# [Problem]
Go through the listing and write out all of it exactly.

----

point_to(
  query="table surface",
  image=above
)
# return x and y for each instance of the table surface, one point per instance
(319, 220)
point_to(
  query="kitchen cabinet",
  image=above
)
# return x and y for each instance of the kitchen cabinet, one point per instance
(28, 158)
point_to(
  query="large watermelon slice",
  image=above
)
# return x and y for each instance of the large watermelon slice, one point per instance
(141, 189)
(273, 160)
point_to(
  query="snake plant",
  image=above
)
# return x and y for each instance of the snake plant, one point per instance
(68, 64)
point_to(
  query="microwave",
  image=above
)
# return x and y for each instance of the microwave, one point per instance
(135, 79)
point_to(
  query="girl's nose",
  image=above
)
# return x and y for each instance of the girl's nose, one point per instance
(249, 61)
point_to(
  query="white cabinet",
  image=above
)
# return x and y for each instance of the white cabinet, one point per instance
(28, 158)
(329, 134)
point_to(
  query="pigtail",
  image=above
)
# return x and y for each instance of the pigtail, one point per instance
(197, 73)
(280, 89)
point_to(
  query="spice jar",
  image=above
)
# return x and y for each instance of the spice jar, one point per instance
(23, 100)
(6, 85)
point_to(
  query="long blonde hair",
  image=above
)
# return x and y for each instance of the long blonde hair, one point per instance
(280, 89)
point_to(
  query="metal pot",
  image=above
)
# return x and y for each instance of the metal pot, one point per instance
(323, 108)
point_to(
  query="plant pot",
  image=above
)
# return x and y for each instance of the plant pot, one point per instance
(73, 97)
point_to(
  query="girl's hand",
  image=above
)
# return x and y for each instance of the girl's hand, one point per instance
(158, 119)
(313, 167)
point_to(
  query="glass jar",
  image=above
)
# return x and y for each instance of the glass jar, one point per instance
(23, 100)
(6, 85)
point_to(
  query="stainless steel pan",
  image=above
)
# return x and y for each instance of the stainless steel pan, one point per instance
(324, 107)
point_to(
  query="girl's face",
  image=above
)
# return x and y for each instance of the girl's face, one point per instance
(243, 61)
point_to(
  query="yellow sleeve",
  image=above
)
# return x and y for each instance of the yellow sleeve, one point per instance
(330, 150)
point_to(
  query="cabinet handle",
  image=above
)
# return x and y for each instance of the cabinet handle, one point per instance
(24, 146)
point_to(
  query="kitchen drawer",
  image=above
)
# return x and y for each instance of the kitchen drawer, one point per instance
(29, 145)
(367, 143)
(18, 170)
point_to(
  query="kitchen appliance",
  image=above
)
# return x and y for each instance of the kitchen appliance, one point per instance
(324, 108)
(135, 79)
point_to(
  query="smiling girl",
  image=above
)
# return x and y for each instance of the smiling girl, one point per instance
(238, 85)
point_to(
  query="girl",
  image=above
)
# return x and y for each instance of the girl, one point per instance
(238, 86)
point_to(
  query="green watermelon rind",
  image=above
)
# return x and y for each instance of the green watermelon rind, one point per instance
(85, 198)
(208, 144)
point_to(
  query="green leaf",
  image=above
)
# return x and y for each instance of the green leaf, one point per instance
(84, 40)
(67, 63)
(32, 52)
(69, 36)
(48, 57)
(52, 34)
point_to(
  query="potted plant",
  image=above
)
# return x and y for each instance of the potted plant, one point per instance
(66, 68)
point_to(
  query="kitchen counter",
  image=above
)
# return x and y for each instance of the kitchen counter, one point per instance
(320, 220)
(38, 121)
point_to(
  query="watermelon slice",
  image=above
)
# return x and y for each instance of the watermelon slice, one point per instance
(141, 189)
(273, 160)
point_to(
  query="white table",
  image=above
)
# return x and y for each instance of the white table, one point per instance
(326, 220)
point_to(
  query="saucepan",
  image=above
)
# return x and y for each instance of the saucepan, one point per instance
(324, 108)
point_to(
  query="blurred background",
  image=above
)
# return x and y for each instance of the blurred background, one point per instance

----

# [Solution for this problem]
point_to(
  query="table surface",
  image=above
)
# return x and y for each instance of the table surface, one point per instance
(319, 220)
point_to(
  query="kitchen cabinet",
  image=above
)
# return x and y for each instance of the kitchen cabinet, one point per instance
(28, 158)
point_to(
  query="large watermelon slice",
  image=above
)
# return x and y for each instance of the large watermelon slice, one point per instance
(141, 189)
(273, 160)
point_to(
  query="snake plant",
  image=above
)
# return x and y for each instance of the snake plant, one point per instance
(68, 64)
point_to(
  query="microwave",
  image=above
)
# return x and y for each instance of the microwave, one point per instance
(135, 79)
point_to(
  query="girl's nose",
  image=above
)
# return x and y for each instance of the girl's nose, one point per instance
(249, 61)
point_to(
  query="white cabinet",
  image=above
)
# return x and y for each instance of the white cabinet, one point per instance
(28, 158)
(329, 134)
point_to(
  query="pigtail",
  image=above
)
# return x and y for each instance of the pigtail, one point per instance
(197, 73)
(280, 89)
point_to(
  query="spice jar",
  image=above
)
# return x and y for each instance of the spice jar, one point per instance
(23, 100)
(6, 85)
point_to(
  query="long blonde hair",
  image=above
)
# return x and y for each instance of the long blonde hair, one point per instance
(280, 89)
point_to(
  query="metal pot",
  image=above
)
# return x and y for each instance of the metal pot, one point per instance
(323, 108)
point_to(
  query="plant pot",
  image=above
)
# return x and y for each instance of the plant pot, one point per instance
(73, 97)
point_to(
  query="girl's hand",
  image=above
)
# return x and y for each instance of the girl's hand, one point per instance
(158, 119)
(313, 167)
point_to(
  query="glass jar",
  image=above
)
# return x and y for each instance of the glass jar, one point per instance
(23, 100)
(6, 85)
point_to(
  query="stainless steel pan",
  image=above
)
# return x and y for each instance of the stainless steel pan, one point per instance
(324, 107)
point_to(
  query="girl's face",
  image=above
)
# return x and y for each instance of the girl's face, one point per instance
(243, 61)
point_to(
  query="yellow sleeve",
  image=above
)
# return x and y for each instance of the yellow sleeve, one point per instance
(330, 150)
point_to(
  query="cabinet handle",
  image=above
)
# return x and y for each instance of the cabinet handle, one point per instance
(24, 146)
point_to(
  query="kitchen drawer",
  image=above
)
# return x and y for each instance of the kitchen drawer, one point per instance
(29, 145)
(367, 143)
(18, 170)
point_to(
  query="kitchen appliance",
  image=above
)
# return x and y for each instance of the kitchen appliance, one point per instance
(324, 108)
(135, 79)
point_to(
  query="smiling girl",
  image=above
)
# return x and y for each instance of the smiling girl, one point per instance
(238, 85)
point_to(
  query="girl",
  image=above
)
# return x and y for each instance of the girl, one point per instance
(238, 86)
point_to(
  query="green watermelon rind",
  image=above
)
# return x and y for each instance of the green watermelon rind, one point per instance
(85, 198)
(208, 144)
point_to(
  query="green leaf",
  image=above
)
# return x and y for each instance of the green leaf, one point per instance
(84, 40)
(67, 63)
(32, 52)
(69, 36)
(48, 57)
(52, 34)
point_to(
  query="potted plant",
  image=above
)
# return x and y for each instance of the potted plant, one point per instance
(66, 68)
point_to(
  query="kitchen counter",
  image=above
)
# return x and y for each instance of the kitchen counter, one point per instance
(320, 220)
(38, 121)
point_to(
  query="watermelon slice",
  image=above
)
# return x and y for each instance of the watermelon slice, one point per instance
(141, 189)
(273, 160)
point_to(
  query="white table",
  image=above
)
# return x and y for each instance of the white table, one point per instance
(326, 220)
point_to(
  query="saucepan",
  image=above
)
# return x and y for each instance of the saucepan, one point per instance
(324, 108)
point_to(
  query="blurred background",
  image=above
)
# return x and y for each instance of the blurred background, one point per instance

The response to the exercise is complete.